Return, exactly, the line that contains "Locate the grassy" together with all lines after it to the end of the entries, and no further lines.

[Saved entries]
****

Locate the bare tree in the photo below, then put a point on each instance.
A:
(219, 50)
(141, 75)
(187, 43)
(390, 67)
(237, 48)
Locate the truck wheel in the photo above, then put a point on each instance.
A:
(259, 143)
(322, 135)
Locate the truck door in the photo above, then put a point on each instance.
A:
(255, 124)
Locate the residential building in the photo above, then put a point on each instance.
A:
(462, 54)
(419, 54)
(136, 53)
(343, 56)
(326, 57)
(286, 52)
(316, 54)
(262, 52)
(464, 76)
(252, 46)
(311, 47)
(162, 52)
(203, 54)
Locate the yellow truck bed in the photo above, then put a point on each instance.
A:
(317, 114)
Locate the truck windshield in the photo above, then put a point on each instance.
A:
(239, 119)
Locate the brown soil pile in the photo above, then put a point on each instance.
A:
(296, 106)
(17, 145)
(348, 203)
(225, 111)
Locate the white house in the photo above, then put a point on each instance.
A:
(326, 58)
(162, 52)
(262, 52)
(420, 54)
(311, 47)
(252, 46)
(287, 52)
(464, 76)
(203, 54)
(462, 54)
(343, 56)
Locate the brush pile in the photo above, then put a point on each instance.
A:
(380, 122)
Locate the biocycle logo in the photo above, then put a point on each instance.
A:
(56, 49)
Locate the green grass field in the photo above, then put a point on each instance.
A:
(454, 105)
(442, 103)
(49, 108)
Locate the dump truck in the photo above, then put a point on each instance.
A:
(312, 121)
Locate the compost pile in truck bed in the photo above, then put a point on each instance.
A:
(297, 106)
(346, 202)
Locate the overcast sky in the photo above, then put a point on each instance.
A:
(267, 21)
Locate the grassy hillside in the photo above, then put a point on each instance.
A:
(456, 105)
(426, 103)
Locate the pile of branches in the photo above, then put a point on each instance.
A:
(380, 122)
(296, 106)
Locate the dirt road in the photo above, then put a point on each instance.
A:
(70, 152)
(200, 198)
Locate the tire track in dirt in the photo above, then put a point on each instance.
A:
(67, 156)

****

- RESPONSE TO THE TASK
Locate the grassy hillside in the photo above, then put a point on each instance.
A:
(456, 105)
(426, 103)
Locate the pile of branches in the photo above, then put a point on each instance.
A:
(380, 122)
(296, 106)
Locate the dirt road in the photo above, then put a point on each instance.
A:
(70, 152)
(200, 198)
Locate the tire track in dirt in the photo above, then put a point on each instance.
A:
(67, 156)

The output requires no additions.